Robert Lacey w książce przedstawiającej Eileen Ford – cesarzową amerykańskiego modelingu, nie raz podkreślał jak ważną rolę pełnią agenci modelek. To od nich zależą warunki pracy oraz zdobycie intratnych zleceń. Sama Eileen Ford wciąż powtarzała, że kariera modelek zależy od osób bookujących zlecenia, a świat modelingu agentami stoi. Miała rację, bo wiele zależy od agenta, a Ewa Fiwek – agentka modelek w NEVA Models doskonale zdaje sobie sprawę z tego, jak ważna jest wszechstronność, aby dobrze sprzedać modelkę.
Ewa Fiwek ma kilkunastoletnie doświadczenie w roli agentki. To spod jej skrzydeł wyszła m.in. Alicja Tubilewicz, która pojawiła się na okładkach takich magazynów jak: “ELLE” i “Harper’s Bazaar”, Barbara Kozłowski, która pojawiła się na łamach “Vogue’a”, czy Kasia Oskard, ulubienica GUCCI. Postanowiliśmy zapytać Ewę o szczegóły jej pracy, trudności z jakimi się spotyka na co dzień, a przede wszystkim obalić mity o zarobkach modelek w branży.
Na czym polega Twoja praca?
Jestem agentką modelek w NEVA Models. Zajmuję się negocjowaniem warunków ich pracy, ale także dobieraniem odpowiednich bookingów dla każdej z nich. W skrócie: profilowaniem rodzaju pracy do wizerunku danej modelki. Technicznie mówiąc agent modelek to od dawna nie tylko pośrednik pracy, ale także dobry PR-owiec (śmiech). Wizerunek, kreacja, image – to obsesyjne wręcz pojęcia, które rozgrzewają tę branżę do czerwoności. Jak mówi Donatella Versace: fashion is about dreaming and making other people dream… Dlatego w rubryce „zawód” śmiało mogłabym wpisać: agent modelek – sprzedawca marzeń.
Jak długo pracujesz w branży ?
12 lat.
Jak wyglądał świat modelingu kiedyś, a jak wygląda dziś? Co się zmieniło?
Modelki w każdej dekadzie piorunująco upgrade’ują swój status. Jeszcze kilkadziesiąt lat temu bezdusznie określane jako żywe manekiny, w latach 90. awansowały na słynne supermodels zarabiące miliony, aby w 2016 stać się gwiazdami Instagramu. Współczesne Instagirls to dzisiejsze topmodelki budujące swoją popularność poprzez rzesze fanów czekających na każdy nowy post swoich idolek z palcem na lajku. Coś, co kiedyś wydawało się najwyżej infantylną zabawą dla nastolatków, przerodziło się w potężne medium, mające w przypadku modelek realny przelicznik na pieniądze.

→ CEL 1
Wymień wszystkie modelki, które według tekstu o agentce modelek wyszły spod skrzydeł Ewy Fiwek.
→ CEL 2
Ile lat Ewa Fiwek pracuje w branży według tekstu o agentce modelek?
→ CEL 3
Kontynuuj tekst o agentce modelek, zaczynając po jego ostatnim zdaniu.
Materiał pochodzi z innego źródła niż powyższy tekst.

→ WYODRĘBNIONE DANE

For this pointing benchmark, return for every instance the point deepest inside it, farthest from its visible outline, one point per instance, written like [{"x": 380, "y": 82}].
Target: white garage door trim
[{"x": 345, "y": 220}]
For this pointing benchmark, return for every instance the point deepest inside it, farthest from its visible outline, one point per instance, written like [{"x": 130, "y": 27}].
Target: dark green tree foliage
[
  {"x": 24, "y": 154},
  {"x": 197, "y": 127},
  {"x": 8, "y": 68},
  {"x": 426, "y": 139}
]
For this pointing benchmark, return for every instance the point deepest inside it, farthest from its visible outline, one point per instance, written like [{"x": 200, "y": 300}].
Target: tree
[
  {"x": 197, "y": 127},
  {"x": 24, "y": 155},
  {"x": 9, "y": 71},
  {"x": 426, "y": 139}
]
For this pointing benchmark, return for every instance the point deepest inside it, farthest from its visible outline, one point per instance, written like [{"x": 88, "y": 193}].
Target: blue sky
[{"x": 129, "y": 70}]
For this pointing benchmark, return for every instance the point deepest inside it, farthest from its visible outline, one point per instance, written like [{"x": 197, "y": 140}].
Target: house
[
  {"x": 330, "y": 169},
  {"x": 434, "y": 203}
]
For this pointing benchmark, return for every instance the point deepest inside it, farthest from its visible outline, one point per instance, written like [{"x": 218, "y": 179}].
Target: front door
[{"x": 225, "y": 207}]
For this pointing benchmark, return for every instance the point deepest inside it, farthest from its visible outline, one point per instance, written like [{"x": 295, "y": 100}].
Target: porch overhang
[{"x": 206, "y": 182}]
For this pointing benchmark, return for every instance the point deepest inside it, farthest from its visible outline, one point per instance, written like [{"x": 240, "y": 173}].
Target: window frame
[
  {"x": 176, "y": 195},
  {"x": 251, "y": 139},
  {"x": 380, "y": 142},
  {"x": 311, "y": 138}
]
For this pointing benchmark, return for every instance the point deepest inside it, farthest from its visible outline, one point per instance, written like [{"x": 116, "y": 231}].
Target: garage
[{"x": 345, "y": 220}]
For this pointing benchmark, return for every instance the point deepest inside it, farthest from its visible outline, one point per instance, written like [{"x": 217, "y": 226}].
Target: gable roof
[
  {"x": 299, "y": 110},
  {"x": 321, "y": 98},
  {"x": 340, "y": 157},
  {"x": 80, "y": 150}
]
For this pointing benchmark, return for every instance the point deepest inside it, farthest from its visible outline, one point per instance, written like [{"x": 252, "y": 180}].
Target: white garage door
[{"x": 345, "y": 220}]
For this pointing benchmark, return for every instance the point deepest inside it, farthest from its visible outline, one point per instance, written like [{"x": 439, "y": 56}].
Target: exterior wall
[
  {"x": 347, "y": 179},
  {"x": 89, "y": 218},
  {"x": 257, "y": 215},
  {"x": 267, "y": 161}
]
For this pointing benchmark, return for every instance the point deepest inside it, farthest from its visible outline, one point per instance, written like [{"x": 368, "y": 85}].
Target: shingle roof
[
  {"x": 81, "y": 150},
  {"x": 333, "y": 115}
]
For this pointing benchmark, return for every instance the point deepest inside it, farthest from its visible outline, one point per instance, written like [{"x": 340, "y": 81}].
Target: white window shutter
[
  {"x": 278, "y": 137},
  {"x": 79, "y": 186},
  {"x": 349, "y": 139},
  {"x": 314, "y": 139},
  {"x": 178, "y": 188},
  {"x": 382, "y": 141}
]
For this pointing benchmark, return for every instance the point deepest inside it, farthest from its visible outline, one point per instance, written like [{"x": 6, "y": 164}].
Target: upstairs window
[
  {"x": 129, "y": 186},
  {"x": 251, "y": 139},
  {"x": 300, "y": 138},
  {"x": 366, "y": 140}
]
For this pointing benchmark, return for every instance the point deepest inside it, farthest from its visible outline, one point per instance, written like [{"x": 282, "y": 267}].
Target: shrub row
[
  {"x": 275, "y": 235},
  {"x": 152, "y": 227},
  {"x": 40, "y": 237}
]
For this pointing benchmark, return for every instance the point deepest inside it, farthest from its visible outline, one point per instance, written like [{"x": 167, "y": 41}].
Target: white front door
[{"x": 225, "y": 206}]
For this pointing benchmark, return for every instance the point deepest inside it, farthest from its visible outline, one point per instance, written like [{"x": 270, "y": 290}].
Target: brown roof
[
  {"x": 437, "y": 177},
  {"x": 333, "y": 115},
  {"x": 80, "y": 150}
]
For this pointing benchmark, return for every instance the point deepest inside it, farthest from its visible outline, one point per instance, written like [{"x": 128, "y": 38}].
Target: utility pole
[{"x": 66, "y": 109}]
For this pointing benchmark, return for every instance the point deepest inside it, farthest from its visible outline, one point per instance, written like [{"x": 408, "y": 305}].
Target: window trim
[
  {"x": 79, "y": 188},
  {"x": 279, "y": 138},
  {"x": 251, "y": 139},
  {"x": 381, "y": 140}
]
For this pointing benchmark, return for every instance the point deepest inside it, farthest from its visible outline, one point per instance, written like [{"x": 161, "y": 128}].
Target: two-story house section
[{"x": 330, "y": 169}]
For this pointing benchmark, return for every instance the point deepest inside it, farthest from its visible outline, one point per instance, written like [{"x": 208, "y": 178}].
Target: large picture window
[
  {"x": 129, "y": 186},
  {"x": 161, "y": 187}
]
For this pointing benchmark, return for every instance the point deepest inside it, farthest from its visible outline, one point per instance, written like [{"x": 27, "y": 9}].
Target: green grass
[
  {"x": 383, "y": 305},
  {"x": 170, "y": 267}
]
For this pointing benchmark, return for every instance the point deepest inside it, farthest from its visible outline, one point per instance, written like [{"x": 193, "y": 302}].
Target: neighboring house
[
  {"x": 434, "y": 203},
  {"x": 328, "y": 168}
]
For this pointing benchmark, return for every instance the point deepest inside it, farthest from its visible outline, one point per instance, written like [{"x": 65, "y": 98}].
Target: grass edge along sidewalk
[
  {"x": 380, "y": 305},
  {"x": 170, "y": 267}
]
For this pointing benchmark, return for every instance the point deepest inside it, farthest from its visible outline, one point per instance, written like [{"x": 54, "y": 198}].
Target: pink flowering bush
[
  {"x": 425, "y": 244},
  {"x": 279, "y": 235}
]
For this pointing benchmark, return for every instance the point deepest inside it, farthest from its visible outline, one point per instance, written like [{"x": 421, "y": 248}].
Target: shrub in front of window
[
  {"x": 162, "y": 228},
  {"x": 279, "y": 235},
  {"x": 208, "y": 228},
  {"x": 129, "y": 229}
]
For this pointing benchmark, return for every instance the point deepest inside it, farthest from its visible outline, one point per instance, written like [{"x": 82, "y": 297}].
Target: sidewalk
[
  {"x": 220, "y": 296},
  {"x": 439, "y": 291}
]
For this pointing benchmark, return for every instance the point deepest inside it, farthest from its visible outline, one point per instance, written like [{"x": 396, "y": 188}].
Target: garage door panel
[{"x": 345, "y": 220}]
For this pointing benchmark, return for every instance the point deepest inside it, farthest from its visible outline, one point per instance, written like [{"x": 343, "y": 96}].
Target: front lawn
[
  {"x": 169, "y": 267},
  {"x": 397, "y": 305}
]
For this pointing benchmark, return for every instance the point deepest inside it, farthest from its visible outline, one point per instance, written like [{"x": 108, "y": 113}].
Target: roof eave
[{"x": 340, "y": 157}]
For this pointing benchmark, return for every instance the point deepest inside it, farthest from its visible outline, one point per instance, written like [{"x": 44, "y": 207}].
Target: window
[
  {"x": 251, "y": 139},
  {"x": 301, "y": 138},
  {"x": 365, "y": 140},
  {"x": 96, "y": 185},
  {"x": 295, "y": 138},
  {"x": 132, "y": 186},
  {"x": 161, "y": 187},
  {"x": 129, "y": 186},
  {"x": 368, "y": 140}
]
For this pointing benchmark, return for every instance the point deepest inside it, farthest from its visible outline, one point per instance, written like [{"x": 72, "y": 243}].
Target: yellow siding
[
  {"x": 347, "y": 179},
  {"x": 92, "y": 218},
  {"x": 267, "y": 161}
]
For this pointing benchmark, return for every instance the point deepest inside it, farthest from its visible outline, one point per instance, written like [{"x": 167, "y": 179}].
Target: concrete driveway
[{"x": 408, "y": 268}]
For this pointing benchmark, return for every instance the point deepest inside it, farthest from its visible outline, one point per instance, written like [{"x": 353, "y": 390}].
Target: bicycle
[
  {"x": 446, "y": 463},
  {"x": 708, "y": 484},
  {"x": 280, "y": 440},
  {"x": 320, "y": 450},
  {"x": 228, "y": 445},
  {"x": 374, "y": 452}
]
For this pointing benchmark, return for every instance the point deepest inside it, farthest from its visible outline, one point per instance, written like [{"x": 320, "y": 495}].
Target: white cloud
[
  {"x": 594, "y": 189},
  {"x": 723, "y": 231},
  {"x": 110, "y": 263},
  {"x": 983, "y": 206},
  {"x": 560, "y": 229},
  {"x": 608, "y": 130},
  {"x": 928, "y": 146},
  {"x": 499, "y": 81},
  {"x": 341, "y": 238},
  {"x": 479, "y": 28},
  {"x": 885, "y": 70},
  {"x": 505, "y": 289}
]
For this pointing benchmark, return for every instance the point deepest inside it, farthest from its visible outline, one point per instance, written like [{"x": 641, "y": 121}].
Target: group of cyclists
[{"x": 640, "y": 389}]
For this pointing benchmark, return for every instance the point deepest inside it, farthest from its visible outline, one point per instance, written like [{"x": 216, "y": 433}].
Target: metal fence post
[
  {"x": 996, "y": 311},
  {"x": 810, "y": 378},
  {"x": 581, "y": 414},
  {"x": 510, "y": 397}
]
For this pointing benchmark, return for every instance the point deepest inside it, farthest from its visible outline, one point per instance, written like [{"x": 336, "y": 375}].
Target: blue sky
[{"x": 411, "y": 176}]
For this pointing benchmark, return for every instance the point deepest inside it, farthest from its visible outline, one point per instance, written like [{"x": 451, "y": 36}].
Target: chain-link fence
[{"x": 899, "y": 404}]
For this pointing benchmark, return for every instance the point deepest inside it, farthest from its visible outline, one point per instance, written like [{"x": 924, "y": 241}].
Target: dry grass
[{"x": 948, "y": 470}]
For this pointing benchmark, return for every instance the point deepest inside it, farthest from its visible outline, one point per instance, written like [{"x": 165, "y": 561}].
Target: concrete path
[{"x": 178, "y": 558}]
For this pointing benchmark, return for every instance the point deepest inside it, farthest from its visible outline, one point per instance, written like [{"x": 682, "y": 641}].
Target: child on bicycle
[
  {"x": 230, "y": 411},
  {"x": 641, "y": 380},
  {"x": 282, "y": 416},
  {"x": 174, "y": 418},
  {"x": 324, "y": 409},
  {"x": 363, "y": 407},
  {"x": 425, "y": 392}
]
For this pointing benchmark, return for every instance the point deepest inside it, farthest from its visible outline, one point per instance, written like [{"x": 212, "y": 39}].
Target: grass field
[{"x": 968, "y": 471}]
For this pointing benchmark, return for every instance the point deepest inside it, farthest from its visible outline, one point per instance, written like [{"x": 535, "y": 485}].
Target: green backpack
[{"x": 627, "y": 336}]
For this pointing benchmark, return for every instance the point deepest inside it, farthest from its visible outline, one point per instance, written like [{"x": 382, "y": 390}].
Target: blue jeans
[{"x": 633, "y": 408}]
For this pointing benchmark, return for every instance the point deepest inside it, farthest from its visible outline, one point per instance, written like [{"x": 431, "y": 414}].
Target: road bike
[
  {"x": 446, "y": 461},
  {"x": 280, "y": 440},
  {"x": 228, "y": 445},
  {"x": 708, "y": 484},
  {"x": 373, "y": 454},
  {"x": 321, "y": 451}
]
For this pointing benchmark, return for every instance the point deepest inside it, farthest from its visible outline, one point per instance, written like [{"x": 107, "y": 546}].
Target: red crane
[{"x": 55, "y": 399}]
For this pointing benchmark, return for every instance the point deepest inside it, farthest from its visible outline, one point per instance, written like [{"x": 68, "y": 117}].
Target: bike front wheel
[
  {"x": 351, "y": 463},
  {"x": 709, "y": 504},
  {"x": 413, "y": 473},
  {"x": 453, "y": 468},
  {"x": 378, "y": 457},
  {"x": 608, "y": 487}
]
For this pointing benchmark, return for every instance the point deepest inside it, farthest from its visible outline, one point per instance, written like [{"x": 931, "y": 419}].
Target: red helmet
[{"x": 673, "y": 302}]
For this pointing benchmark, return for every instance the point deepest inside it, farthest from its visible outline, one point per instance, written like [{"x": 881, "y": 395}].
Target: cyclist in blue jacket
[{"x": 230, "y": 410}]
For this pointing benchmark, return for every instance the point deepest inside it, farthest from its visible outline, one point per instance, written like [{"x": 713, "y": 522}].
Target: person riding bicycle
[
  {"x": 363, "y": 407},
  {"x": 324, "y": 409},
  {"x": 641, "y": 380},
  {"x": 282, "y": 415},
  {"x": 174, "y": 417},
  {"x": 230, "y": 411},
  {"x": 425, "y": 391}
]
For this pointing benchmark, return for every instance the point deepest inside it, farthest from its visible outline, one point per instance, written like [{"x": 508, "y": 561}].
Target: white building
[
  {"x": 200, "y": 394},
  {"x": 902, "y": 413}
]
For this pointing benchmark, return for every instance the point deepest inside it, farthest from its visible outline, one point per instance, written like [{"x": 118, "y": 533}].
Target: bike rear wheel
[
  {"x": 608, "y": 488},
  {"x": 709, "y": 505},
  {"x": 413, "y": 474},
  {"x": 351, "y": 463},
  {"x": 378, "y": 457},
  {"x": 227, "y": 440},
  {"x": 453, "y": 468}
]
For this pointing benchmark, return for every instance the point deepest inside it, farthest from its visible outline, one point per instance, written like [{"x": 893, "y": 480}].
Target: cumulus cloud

→ WYNIK 1
Alicja Tubilewicz, Barbara Kozłowski, Kasia Oskard

→ WYNIK 2
12 lat.

→ WYNIK 3
Kiedy jakiś czas temu najważniejszy w branży portal models.com, do działów swojego prestiżowego rankingu Top 50, w którym znajdują się: The Hot List, Icons i Money Girls dodał także dział Social, stało się jasne, że popularność w sieci jest dla modelki kluczowa. Normą jest dziś, że klient szukający modelki do kampanii marki odzieżowej, chce modelkę „klikaną”, a więc taką, której liczba followersów przełoży się także na popularność i sprzedaż reklamowanej przez nią kolekcji. Dlatego niezaprzeczalnym plusem generacji Instagirls stały się social media, dzięki którym mogą samodzielnie kreować swój wiezunek oraz wreszcie mają szansę stać się niezależną marką samą w sobie.
Minusem natomiast jest to, że poprzez wieczną komunikację samym obrazkiem, bardziej chodzi o to, aby być, niż.. robić. Stąd też powiedzenie: jesteś tak dobra jak Twoje ostatnie selfie (śmiech), absolutnie oddaje tę zasadę.
Podobnie jak w modzie, tak i w modelingu są trendy na specyficzną urodę modelek. Co nowego zauważyłaś na wybiegach w tym sezonie? Co Cię zaskoczyło?
Po boomie na Brazylijki i Rosjanki, w tym sezonie przyszedł czas na Azjatki, Mulatki i dziewczyny czarnoskóre. Przez wybiegi Prady, GUCCI po Chanel, przemaszerowały Koreanki, Chinki, mieszkanki Kenii, Nigerii, Dominikany, Jamajki i Wybrzeża Kości Słoniowej. Największe domy mody w poszukiwaniu inspiracji już od jakiegoś czasu sięgały po egzotykę, ale w tym sezonie to prawdziwy szał. Młode Azjatki zaskakują idealną cerą i włosami. Koreańskie piękno z wybiegów podchwyciły największe koncerny kosmetyczne: Sephora instruuje jak wykonać makijaż Korean Beauty, a na listach książkowych bestsellerów królują poradniki Sekrety Urody Koranek.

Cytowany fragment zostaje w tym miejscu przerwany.